### Задание A
В какую церковь отнесли гроб, согласно отрывку о похоронах?
### Задание B
Верните дословно часть отрывка о похоронах: начните с места, где стоят слова «Утром пришел секретарь.», и остановитесь после слов «гробом священное писание.».

### Текст для чтения
Утром пришел секретарь. Я передал ему деньги и просил, чтобы тело набальзамировали. Потом принесли гроб. Украсили венками. Когда его несли вниз по лестнице, сверху, с площадки, смотрела Флора, как мне показалось, насмешливыми глазами. Гроб отнесли в церковь Св. Спиридона, то есть Св. Духа. Вместе с секретарем мы, как полагается в таких случаях, читали над гробом священное писание.
На ленте от венка я написал карандашом: «Дай мне знак, что ты жива». Она не могла этого сделать тогда, но она это сделала позже.
Утром пришел хор и повезли гроб на кладбище. Хор шел рядом, исключительно мужчины. Пел по-румынски, но необычайно красиво.
Я забыл сказать, что когда она еще была жива, за окном играли траурный марш Шопена, который она очень хорошо знала.
Похоронили на кладбище «Aeternitates» («Вечность») против двадцать девятого дерева от ворот, идущих вдоль аллеи, рядом с каменным памятником, на котором было написано «Elena Cocush». Похоронили в маленьком склепе. Поставили крест с надписью: «Дарья Васильевна Данилевская (Любовь Попова)». В метрическом свидетельстве о смерти было написано по-румынски: «Lebova Popova».

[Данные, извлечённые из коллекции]
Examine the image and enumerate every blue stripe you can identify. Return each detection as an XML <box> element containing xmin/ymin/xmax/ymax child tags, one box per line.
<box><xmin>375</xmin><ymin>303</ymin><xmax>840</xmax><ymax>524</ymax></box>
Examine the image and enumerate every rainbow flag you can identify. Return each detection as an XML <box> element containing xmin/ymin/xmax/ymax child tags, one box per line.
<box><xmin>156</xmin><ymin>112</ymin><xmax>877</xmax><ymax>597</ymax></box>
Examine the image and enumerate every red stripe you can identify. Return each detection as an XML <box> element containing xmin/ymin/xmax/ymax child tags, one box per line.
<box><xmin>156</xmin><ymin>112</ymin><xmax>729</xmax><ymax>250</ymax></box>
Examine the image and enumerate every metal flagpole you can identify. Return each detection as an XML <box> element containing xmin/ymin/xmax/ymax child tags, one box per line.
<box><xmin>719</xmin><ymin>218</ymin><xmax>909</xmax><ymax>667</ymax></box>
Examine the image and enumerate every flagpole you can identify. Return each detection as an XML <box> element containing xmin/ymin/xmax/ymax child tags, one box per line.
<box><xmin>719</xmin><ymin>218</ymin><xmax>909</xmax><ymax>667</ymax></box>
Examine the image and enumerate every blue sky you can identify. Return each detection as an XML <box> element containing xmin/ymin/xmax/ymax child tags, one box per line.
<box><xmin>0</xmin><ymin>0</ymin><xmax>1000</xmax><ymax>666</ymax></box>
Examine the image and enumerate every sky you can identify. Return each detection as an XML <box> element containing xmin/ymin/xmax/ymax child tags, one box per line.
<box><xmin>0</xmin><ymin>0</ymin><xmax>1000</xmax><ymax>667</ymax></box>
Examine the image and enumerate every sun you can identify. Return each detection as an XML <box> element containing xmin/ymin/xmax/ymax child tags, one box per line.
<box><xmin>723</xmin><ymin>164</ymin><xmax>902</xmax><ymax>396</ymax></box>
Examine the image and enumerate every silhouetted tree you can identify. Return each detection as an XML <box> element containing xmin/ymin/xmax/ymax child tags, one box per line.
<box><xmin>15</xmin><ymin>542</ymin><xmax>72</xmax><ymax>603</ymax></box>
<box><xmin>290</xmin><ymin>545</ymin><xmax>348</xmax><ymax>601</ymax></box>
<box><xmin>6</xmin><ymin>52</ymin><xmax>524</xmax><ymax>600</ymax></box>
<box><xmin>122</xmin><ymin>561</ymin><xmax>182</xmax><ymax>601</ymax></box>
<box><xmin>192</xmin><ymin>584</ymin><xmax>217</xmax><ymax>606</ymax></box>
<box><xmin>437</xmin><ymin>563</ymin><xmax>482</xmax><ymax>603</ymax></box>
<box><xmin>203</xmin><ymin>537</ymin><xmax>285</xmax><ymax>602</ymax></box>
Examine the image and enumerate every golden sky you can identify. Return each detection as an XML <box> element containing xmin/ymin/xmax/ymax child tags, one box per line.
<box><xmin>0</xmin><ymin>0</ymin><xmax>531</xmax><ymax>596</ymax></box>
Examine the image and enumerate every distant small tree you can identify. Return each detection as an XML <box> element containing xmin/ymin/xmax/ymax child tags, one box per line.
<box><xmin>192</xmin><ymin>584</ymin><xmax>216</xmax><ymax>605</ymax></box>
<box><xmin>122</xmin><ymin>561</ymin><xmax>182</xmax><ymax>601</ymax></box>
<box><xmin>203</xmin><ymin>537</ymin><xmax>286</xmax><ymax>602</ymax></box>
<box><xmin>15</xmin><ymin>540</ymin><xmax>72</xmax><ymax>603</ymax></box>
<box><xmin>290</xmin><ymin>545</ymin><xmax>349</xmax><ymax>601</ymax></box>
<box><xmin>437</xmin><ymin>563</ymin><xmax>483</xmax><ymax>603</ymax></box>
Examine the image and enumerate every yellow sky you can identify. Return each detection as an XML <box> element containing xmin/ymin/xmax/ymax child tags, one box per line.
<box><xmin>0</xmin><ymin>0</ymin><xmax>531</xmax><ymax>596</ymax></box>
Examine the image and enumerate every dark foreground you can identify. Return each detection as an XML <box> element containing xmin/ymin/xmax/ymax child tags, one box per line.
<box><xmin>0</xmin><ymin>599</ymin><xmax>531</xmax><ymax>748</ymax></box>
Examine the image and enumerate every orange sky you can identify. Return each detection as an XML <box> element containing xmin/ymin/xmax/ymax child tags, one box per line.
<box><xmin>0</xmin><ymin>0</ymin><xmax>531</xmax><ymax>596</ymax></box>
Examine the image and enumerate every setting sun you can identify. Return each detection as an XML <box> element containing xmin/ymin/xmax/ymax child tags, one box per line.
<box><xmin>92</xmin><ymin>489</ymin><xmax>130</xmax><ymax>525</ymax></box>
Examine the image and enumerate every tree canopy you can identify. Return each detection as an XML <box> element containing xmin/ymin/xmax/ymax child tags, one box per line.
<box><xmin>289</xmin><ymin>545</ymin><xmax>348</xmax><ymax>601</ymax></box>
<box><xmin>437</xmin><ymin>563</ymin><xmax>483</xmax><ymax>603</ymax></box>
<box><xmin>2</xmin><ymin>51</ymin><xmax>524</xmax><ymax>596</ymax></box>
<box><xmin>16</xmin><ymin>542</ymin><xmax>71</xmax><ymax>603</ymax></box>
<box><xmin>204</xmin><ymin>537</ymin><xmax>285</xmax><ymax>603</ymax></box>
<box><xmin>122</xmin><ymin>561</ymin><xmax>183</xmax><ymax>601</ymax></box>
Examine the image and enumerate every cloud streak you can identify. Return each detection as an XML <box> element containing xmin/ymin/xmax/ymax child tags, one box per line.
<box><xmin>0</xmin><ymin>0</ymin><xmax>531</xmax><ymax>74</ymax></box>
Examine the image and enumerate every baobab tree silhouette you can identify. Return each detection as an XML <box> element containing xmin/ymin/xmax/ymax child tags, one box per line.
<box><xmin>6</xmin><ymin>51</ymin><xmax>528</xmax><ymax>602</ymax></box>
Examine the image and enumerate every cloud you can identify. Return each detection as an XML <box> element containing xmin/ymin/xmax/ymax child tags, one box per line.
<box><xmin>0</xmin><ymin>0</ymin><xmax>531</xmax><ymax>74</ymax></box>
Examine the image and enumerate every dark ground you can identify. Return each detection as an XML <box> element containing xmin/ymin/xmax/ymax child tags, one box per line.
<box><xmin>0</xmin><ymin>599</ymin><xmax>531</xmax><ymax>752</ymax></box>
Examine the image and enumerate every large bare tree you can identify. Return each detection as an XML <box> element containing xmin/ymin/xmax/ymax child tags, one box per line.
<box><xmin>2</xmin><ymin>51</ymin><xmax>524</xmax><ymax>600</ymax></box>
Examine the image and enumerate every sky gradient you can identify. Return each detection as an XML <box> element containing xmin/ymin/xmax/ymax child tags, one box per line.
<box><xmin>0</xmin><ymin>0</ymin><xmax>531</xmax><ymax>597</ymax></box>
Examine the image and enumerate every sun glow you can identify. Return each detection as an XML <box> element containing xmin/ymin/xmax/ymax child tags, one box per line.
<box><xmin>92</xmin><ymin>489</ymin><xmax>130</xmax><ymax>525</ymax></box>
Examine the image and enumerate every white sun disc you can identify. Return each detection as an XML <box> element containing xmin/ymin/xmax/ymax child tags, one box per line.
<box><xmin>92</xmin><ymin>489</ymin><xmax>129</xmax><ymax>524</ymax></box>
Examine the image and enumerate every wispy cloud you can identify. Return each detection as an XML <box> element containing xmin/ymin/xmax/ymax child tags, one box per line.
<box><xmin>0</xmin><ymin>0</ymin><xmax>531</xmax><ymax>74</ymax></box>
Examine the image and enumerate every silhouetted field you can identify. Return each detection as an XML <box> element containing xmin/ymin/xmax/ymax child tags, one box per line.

### Ответ A
В церковь Св. Спиридона, то есть Св. Духа.

### Ответ B
Утром пришел секретарь. Я передал ему деньги и просил, чтобы тело набальзамировали. Потом принесли гроб. Украсили венками. Когда его несли вниз по лестнице, сверху, с площадки, смотрела Флора, как мне показалось, насмешливыми глазами. Гроб отнесли в церковь Св. Спиридона, то есть Св. Духа. Вместе с секретарем мы, как полагается в таких случаях, читали над гробом священное писание.